» **Input**:

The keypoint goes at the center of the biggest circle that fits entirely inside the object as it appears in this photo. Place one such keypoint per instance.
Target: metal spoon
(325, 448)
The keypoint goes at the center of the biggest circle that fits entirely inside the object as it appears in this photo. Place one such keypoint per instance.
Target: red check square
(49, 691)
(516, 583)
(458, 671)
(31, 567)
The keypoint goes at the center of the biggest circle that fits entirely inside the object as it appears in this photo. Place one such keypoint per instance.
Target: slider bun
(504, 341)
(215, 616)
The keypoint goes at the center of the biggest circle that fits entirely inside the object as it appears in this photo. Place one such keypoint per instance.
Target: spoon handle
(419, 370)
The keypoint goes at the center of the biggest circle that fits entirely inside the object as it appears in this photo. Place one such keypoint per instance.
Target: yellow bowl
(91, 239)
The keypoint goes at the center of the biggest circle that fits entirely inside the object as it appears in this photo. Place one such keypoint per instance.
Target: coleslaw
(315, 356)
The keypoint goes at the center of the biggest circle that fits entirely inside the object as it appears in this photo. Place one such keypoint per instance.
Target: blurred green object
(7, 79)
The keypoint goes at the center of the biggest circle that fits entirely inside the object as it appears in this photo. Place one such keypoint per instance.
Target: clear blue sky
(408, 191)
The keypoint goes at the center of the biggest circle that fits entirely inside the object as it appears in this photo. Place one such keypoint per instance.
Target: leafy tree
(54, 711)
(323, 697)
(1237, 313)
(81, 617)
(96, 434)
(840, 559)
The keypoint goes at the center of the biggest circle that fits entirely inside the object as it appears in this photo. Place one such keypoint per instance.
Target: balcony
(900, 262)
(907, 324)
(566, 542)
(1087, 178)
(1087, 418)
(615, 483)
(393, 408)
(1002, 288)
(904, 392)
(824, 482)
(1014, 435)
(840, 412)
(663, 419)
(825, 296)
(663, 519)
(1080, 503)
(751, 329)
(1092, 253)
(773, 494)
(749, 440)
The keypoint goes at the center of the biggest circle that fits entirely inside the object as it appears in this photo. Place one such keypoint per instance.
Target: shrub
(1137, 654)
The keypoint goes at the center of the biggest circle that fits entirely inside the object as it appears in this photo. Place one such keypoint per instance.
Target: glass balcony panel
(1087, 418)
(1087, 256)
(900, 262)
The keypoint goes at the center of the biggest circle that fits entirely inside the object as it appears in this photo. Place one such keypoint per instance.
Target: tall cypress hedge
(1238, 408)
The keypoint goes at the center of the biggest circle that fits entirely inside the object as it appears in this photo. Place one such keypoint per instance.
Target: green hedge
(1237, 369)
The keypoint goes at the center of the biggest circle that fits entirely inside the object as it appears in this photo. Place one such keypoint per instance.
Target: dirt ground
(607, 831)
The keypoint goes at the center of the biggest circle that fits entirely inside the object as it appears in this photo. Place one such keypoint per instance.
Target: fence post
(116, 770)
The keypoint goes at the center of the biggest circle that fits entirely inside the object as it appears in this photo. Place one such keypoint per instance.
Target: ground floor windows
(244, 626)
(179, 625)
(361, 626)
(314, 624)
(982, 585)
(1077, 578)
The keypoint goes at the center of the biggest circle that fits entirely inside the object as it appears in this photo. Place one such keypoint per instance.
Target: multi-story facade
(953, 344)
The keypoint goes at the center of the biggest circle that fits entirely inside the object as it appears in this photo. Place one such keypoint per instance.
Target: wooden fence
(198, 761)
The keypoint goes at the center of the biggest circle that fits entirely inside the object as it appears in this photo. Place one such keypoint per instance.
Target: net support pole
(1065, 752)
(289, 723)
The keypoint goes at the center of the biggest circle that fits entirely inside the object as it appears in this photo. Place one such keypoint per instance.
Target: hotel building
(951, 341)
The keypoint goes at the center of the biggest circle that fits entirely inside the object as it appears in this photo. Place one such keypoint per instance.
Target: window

» **What this task involves**:
From the rows above, pull out each line that contains the word "spoon" and copy it unchanged.

» **Response below**:
Target: metal spoon
Target: spoon handle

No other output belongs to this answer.